EXERCISE TASK | Copy the material below word for word, leaving out the pictures.

PROVIDED ENTRIES |
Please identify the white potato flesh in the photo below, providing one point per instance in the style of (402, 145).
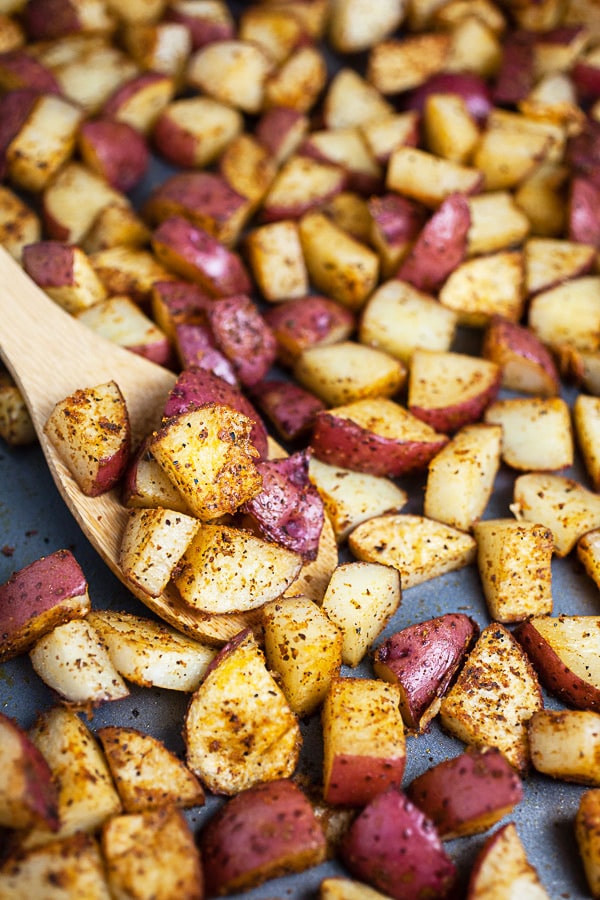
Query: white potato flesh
(343, 372)
(146, 774)
(502, 870)
(228, 570)
(304, 646)
(153, 542)
(150, 653)
(236, 737)
(352, 497)
(420, 548)
(536, 432)
(360, 598)
(73, 661)
(461, 476)
(494, 697)
(514, 561)
(398, 318)
(563, 504)
(86, 792)
(565, 744)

ANSWER TO THIS TASK |
Please identify the white potato flesh in the photo below, providing one point per instance in the style of (402, 145).
Query: white potato flesh
(343, 372)
(146, 774)
(502, 870)
(228, 570)
(304, 646)
(153, 542)
(150, 653)
(236, 737)
(352, 497)
(420, 548)
(536, 432)
(360, 598)
(73, 661)
(461, 476)
(494, 697)
(514, 561)
(398, 318)
(563, 504)
(86, 792)
(565, 744)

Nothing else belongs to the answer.